## THE PROBLEM
Leave out the pictures and print precisely the lines from the line with "Locate the wet" to the final line of the entries, both ends included.
## BEGIN INPUT FOR THIS TASK
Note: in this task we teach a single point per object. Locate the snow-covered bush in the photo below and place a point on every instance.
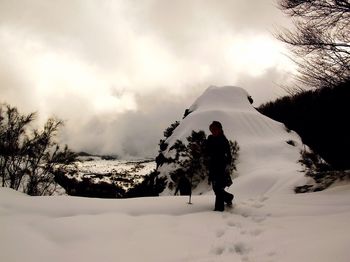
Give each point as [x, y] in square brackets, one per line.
[320, 173]
[191, 161]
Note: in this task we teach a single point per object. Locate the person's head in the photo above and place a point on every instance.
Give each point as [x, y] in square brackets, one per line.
[216, 128]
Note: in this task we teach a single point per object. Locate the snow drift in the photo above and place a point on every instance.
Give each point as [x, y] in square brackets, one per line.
[265, 157]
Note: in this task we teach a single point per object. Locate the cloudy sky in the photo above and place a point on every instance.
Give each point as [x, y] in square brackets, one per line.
[119, 72]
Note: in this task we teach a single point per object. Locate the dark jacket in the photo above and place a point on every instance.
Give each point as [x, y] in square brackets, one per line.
[219, 156]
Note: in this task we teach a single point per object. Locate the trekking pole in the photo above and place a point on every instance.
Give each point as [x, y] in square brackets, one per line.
[190, 196]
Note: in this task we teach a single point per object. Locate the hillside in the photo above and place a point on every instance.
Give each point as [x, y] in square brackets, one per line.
[321, 118]
[265, 157]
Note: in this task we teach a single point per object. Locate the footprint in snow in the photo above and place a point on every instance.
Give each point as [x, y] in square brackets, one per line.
[220, 233]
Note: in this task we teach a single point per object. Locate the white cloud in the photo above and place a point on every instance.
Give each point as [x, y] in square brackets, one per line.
[87, 60]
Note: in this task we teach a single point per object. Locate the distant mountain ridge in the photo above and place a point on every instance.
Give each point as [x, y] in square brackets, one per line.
[265, 144]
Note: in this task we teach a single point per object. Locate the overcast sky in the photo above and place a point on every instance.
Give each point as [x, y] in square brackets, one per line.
[119, 72]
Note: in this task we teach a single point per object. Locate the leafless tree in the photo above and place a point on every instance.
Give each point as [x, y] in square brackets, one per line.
[320, 40]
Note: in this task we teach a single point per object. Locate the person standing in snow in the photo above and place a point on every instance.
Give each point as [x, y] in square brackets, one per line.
[219, 156]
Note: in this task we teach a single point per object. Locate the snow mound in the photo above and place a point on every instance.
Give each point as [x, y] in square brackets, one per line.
[267, 163]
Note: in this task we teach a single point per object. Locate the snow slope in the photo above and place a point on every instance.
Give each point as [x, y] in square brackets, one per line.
[264, 157]
[268, 223]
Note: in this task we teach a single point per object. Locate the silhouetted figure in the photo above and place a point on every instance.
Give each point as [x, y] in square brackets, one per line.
[219, 156]
[160, 159]
[184, 186]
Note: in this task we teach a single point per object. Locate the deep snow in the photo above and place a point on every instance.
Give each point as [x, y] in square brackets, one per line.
[268, 222]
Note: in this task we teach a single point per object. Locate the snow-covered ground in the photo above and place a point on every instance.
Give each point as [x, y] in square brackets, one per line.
[108, 171]
[304, 227]
[268, 222]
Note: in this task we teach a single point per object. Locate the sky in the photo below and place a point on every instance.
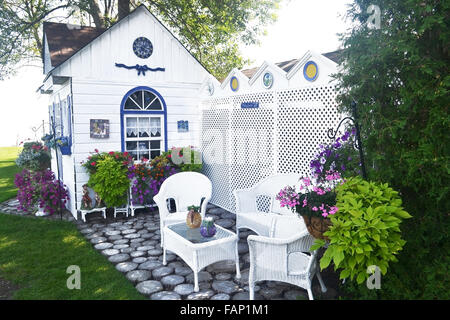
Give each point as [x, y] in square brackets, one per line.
[302, 25]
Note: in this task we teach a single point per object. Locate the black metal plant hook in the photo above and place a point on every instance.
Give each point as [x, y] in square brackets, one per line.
[357, 143]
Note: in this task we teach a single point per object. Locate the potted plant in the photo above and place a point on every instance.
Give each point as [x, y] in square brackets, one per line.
[193, 219]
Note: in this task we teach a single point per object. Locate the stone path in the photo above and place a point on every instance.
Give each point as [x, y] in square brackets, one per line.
[133, 245]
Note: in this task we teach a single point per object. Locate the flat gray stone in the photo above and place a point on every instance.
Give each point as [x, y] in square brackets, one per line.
[126, 266]
[161, 272]
[227, 287]
[172, 281]
[203, 276]
[121, 257]
[223, 276]
[182, 271]
[294, 295]
[110, 252]
[137, 254]
[139, 260]
[138, 275]
[184, 289]
[103, 246]
[165, 295]
[98, 240]
[149, 287]
[132, 236]
[201, 295]
[221, 296]
[225, 223]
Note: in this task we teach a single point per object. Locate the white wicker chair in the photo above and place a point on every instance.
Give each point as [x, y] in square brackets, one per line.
[186, 188]
[247, 214]
[285, 256]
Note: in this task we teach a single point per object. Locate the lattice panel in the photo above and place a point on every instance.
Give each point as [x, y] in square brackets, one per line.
[214, 135]
[283, 134]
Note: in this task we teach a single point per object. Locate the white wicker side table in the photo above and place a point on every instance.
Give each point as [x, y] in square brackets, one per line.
[197, 251]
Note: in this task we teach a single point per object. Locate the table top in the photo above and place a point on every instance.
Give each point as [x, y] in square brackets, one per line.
[194, 236]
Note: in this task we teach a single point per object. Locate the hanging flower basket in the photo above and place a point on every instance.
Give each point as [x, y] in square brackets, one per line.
[317, 226]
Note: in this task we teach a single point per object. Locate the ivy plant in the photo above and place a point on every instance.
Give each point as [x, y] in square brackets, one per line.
[110, 181]
[365, 231]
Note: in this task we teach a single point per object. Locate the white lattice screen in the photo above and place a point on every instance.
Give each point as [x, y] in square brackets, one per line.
[280, 136]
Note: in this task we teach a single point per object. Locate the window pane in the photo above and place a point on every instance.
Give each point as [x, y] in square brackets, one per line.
[131, 145]
[143, 145]
[131, 122]
[155, 153]
[156, 105]
[155, 144]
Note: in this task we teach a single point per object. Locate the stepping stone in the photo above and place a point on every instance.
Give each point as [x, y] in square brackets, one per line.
[114, 238]
[138, 275]
[222, 266]
[137, 254]
[121, 246]
[103, 246]
[201, 295]
[203, 276]
[294, 295]
[112, 233]
[223, 276]
[225, 223]
[127, 250]
[182, 271]
[172, 281]
[161, 272]
[139, 260]
[126, 266]
[110, 252]
[121, 257]
[150, 265]
[227, 287]
[98, 240]
[270, 293]
[132, 236]
[184, 289]
[149, 287]
[145, 248]
[121, 241]
[155, 252]
[221, 296]
[165, 295]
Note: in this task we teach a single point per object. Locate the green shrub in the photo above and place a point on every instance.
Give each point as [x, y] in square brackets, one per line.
[365, 230]
[110, 181]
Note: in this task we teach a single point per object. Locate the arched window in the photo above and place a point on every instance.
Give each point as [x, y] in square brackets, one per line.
[143, 119]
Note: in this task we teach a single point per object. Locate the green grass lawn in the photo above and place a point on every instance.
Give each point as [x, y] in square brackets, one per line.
[8, 170]
[35, 254]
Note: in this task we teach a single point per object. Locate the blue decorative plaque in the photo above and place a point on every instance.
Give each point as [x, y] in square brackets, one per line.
[249, 105]
[183, 126]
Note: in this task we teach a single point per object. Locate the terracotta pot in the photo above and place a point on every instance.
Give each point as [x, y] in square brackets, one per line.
[193, 219]
[317, 226]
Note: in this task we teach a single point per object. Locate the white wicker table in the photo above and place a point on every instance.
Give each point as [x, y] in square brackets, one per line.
[197, 251]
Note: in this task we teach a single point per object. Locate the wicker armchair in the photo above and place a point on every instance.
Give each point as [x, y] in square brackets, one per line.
[186, 189]
[247, 214]
[285, 256]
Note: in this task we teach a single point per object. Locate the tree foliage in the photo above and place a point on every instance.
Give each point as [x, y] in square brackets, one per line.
[212, 30]
[399, 76]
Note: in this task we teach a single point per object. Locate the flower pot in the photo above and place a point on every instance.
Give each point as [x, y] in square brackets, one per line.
[317, 226]
[193, 219]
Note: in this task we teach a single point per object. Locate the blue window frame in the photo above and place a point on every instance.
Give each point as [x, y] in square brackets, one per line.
[143, 123]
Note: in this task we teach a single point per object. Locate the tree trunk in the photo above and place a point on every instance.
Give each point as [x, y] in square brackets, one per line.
[124, 8]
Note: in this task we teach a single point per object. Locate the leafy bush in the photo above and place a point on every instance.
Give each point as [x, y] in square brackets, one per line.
[366, 231]
[34, 157]
[109, 180]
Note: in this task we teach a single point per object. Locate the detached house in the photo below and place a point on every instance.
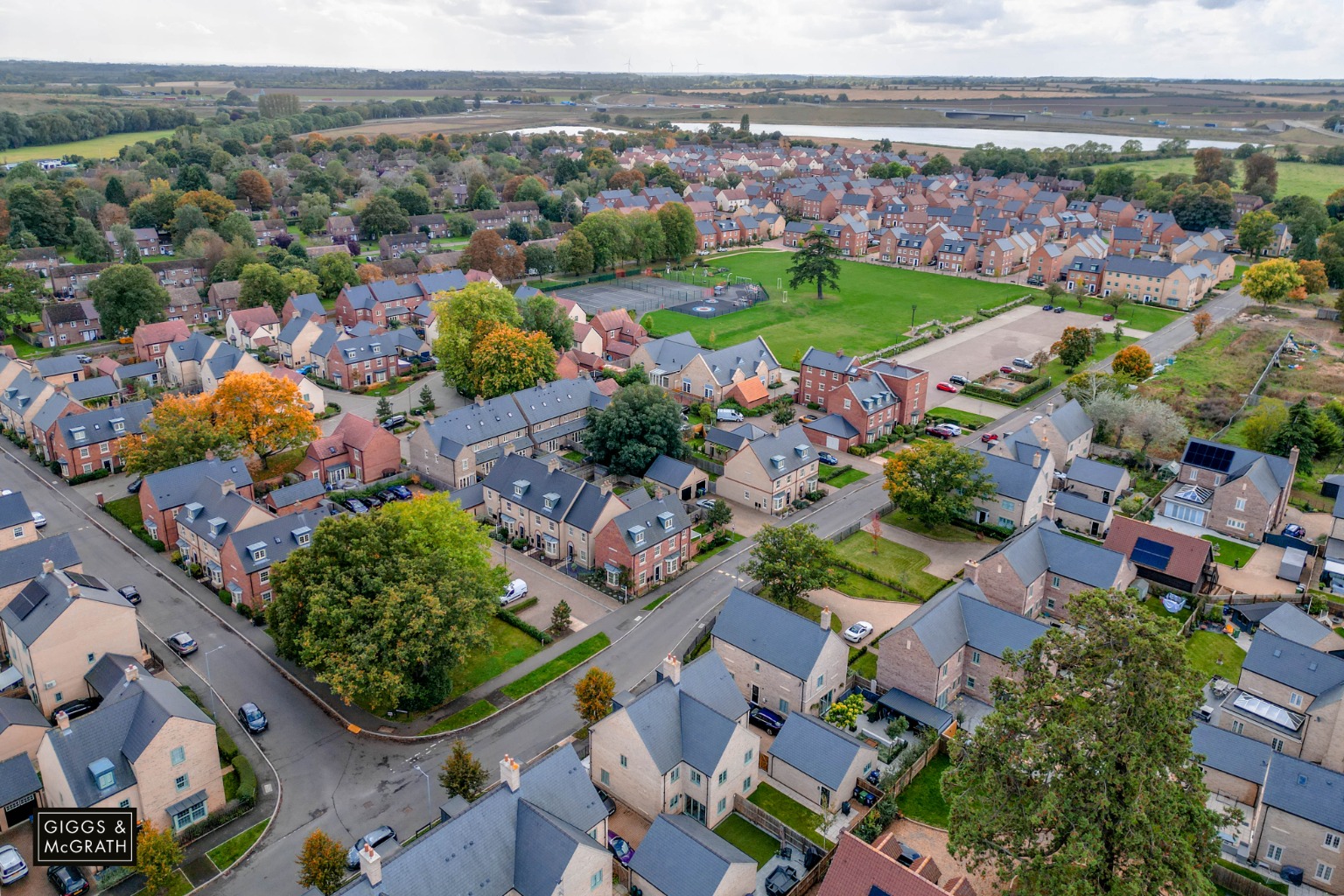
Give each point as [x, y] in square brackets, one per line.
[777, 659]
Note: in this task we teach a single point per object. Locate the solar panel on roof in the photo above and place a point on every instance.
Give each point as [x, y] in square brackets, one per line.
[1151, 554]
[1214, 457]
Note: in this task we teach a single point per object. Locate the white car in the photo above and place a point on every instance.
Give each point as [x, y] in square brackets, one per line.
[858, 632]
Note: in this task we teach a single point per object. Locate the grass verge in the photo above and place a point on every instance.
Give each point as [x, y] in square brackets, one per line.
[556, 668]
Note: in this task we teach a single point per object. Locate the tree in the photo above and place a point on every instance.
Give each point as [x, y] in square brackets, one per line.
[1268, 283]
[127, 296]
[543, 315]
[937, 482]
[461, 774]
[1051, 793]
[321, 863]
[180, 430]
[792, 560]
[158, 858]
[593, 695]
[677, 230]
[1133, 361]
[574, 254]
[263, 414]
[261, 285]
[815, 262]
[381, 216]
[1256, 231]
[253, 188]
[1074, 346]
[386, 606]
[640, 424]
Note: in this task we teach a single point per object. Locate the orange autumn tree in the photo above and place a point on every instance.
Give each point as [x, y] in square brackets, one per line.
[263, 414]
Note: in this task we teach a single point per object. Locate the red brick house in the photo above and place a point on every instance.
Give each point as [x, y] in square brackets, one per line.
[356, 449]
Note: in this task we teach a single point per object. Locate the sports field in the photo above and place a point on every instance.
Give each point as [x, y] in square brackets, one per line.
[870, 311]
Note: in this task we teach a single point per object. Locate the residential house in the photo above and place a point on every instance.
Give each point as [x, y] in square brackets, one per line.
[683, 746]
[777, 659]
[147, 747]
[952, 647]
[1230, 489]
[772, 471]
[1166, 557]
[70, 323]
[60, 626]
[358, 449]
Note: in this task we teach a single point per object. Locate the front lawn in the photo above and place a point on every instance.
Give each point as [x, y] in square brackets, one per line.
[892, 564]
[882, 298]
[749, 838]
[790, 812]
[1230, 552]
[1214, 653]
[922, 798]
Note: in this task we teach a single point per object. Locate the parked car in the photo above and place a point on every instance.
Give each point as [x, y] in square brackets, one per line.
[253, 718]
[621, 850]
[11, 865]
[67, 880]
[516, 590]
[183, 644]
[374, 838]
[762, 718]
[858, 632]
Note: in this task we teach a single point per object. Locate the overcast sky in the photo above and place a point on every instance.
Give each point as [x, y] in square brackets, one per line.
[1160, 38]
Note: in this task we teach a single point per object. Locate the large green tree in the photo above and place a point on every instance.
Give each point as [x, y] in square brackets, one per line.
[1085, 760]
[792, 560]
[383, 607]
[815, 262]
[640, 424]
[127, 296]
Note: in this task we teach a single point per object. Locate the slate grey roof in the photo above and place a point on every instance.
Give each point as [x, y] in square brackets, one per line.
[1294, 665]
[1306, 790]
[817, 750]
[770, 633]
[14, 511]
[24, 562]
[176, 486]
[960, 615]
[1233, 754]
[682, 858]
[1042, 547]
[1083, 507]
[1102, 476]
[507, 840]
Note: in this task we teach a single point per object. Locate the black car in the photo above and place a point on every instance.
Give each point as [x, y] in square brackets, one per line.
[253, 718]
[67, 880]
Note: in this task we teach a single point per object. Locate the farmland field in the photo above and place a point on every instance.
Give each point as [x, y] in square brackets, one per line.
[95, 148]
[870, 311]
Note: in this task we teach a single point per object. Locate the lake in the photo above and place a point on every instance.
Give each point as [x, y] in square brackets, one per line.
[962, 137]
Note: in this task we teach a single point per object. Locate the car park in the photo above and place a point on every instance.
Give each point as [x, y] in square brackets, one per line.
[762, 718]
[183, 644]
[374, 838]
[858, 632]
[252, 718]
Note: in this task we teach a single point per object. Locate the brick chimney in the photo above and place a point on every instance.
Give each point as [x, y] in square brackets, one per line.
[371, 865]
[509, 771]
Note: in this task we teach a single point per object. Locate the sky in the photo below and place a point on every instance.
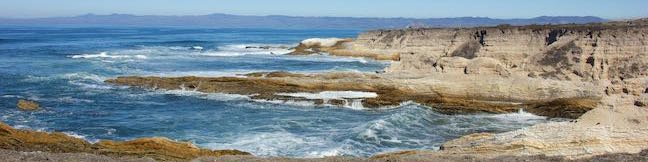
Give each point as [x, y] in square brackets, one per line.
[610, 9]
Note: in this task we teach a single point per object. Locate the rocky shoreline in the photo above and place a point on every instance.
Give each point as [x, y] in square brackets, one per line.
[157, 148]
[595, 74]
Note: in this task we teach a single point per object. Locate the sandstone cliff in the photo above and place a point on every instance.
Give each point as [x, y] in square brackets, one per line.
[599, 70]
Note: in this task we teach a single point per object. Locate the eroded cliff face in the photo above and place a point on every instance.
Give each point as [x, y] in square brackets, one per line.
[593, 52]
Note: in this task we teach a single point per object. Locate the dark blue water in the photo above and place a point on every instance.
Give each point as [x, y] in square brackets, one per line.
[64, 69]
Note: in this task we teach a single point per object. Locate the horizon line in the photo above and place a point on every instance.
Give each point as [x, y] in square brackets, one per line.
[217, 13]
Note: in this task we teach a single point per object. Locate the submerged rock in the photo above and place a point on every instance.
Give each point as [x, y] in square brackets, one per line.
[452, 95]
[27, 105]
[157, 148]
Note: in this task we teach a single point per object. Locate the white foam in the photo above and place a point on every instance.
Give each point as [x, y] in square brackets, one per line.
[520, 116]
[279, 144]
[106, 55]
[249, 49]
[209, 96]
[197, 48]
[332, 95]
[355, 104]
[323, 42]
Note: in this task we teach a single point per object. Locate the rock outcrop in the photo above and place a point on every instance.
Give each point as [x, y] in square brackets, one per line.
[614, 127]
[27, 105]
[596, 74]
[157, 148]
[450, 94]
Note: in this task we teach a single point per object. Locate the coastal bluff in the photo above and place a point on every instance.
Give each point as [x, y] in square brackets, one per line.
[595, 74]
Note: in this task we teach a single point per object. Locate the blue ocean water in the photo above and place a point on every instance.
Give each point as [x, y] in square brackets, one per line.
[64, 68]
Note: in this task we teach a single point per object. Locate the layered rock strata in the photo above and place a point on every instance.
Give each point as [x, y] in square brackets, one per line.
[599, 70]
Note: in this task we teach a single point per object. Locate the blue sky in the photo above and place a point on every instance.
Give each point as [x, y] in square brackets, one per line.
[611, 9]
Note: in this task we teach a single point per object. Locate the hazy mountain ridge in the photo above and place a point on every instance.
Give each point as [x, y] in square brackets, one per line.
[293, 22]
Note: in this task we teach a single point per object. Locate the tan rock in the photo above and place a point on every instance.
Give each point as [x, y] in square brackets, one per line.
[27, 105]
[157, 148]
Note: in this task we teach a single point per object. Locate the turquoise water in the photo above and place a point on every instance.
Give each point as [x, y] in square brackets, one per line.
[64, 69]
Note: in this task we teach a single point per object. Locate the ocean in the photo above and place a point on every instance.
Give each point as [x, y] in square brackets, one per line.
[64, 68]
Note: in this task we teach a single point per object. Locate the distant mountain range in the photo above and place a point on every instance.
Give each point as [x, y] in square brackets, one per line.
[288, 22]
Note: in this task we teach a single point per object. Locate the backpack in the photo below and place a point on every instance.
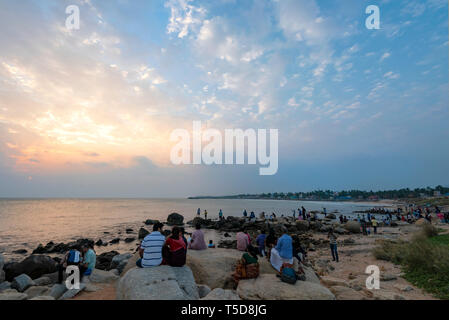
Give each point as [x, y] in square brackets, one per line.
[73, 257]
[288, 275]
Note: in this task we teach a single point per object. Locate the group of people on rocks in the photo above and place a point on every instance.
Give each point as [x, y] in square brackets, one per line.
[157, 249]
[83, 257]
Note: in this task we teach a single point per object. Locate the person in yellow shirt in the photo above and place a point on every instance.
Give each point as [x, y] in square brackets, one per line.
[375, 224]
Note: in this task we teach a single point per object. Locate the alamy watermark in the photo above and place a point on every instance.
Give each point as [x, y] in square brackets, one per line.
[72, 22]
[190, 150]
[373, 20]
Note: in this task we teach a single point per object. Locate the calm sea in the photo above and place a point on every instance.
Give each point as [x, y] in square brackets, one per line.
[24, 223]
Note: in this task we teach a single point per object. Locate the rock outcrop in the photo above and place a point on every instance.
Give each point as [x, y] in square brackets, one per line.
[158, 283]
[270, 287]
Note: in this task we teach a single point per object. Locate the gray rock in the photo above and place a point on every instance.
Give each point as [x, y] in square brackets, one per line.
[5, 285]
[69, 294]
[101, 276]
[43, 281]
[32, 292]
[388, 277]
[43, 298]
[13, 296]
[22, 282]
[2, 261]
[57, 291]
[143, 233]
[158, 283]
[119, 261]
[203, 290]
[221, 294]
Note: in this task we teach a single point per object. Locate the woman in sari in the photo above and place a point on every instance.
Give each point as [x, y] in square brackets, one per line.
[175, 249]
[248, 266]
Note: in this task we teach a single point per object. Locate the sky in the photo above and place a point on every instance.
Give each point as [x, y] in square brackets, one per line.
[89, 112]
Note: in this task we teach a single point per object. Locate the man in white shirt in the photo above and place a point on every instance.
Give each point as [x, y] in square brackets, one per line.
[151, 248]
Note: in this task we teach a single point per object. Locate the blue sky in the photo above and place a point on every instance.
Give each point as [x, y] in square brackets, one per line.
[88, 112]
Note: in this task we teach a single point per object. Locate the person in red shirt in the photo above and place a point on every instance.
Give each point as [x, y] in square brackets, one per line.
[175, 249]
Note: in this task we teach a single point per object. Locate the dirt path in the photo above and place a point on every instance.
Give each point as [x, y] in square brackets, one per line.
[354, 258]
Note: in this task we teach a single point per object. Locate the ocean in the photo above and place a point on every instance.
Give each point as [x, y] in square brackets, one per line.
[24, 223]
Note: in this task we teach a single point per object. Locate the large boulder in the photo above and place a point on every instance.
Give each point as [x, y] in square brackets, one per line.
[22, 282]
[12, 295]
[175, 219]
[69, 294]
[119, 261]
[104, 260]
[221, 294]
[345, 293]
[101, 276]
[57, 291]
[2, 261]
[34, 266]
[213, 267]
[35, 291]
[158, 283]
[270, 287]
[352, 226]
[302, 225]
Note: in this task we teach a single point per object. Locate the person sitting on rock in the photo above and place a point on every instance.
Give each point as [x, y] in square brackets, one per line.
[242, 240]
[175, 250]
[89, 260]
[248, 266]
[260, 240]
[150, 250]
[283, 252]
[197, 242]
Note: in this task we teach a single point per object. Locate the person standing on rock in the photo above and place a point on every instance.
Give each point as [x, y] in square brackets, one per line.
[260, 240]
[89, 260]
[375, 224]
[151, 248]
[197, 242]
[242, 240]
[283, 252]
[333, 245]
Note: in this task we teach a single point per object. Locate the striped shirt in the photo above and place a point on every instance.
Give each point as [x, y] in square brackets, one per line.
[152, 245]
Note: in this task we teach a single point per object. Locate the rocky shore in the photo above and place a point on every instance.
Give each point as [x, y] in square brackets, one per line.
[207, 274]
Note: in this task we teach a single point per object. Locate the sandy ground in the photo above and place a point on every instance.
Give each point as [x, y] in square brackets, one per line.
[356, 257]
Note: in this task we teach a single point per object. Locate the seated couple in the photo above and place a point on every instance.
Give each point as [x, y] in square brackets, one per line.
[84, 260]
[156, 250]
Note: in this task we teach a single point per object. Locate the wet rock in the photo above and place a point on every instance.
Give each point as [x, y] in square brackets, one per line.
[104, 260]
[22, 282]
[175, 219]
[20, 251]
[158, 283]
[221, 294]
[143, 233]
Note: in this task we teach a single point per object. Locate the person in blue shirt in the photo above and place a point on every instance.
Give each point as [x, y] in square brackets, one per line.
[283, 252]
[260, 240]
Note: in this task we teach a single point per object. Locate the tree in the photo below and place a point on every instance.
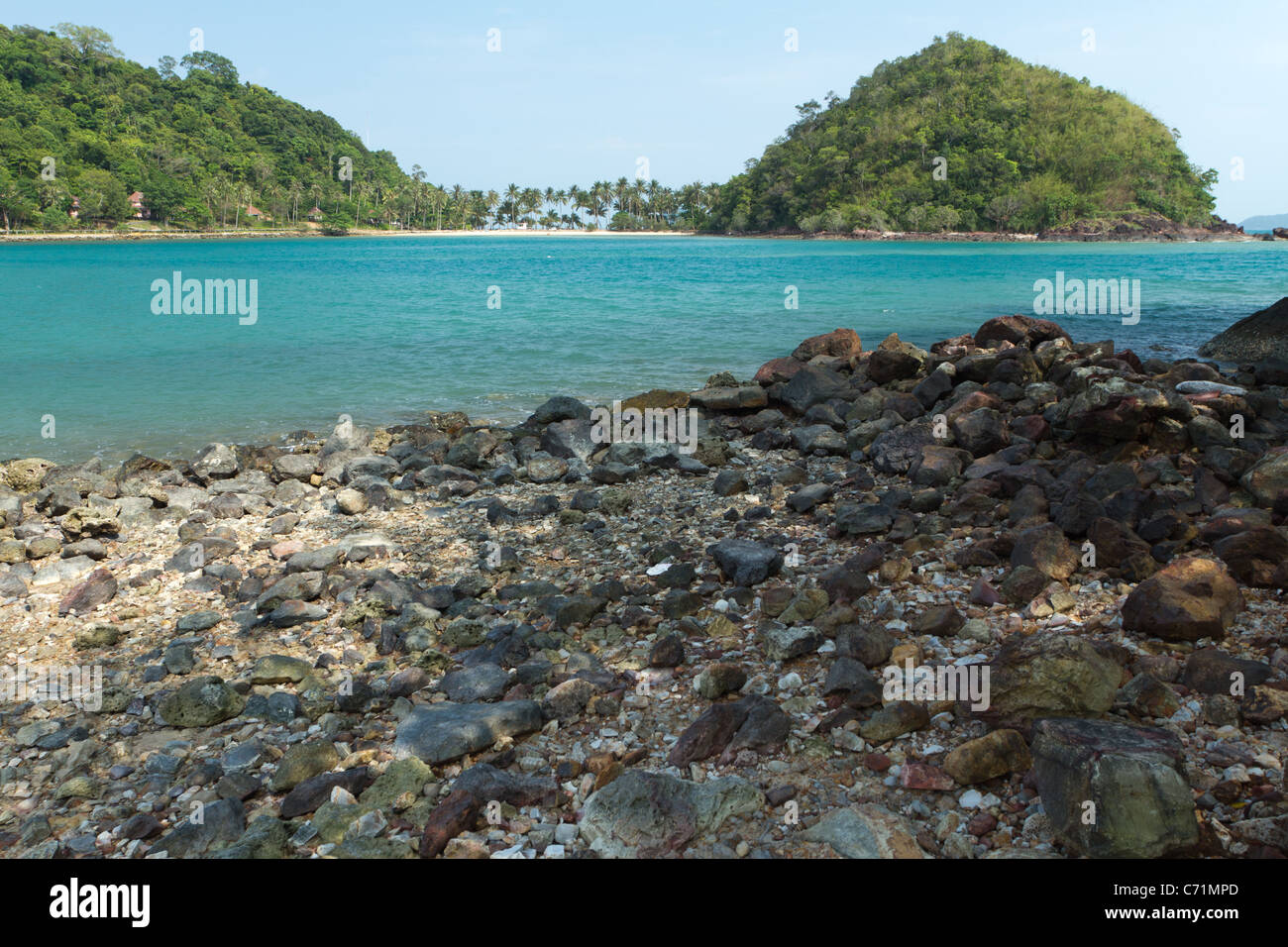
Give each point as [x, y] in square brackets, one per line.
## END INPUT FOR THIS TASK
## RESPONSE TO THE EXERCISE
Note: in this task we teach a single point per object. Locate the wet rock in the photo above and place a point on every instance.
Give each point as [x, y] in square brackets, one per line.
[104, 260]
[22, 282]
[175, 219]
[20, 251]
[158, 283]
[221, 294]
[143, 233]
Note: in this task we teach a single point per object. Locate the person in blue shirt in the photo above and place a point on every instance.
Give each point as [x, y] in square brackets, one per line.
[283, 252]
[260, 240]
Note: in this task we teach a single point per object. Locate the tree in the photo below and place a point on every instance.
Give each point as [x, y] in square brackets, one per line.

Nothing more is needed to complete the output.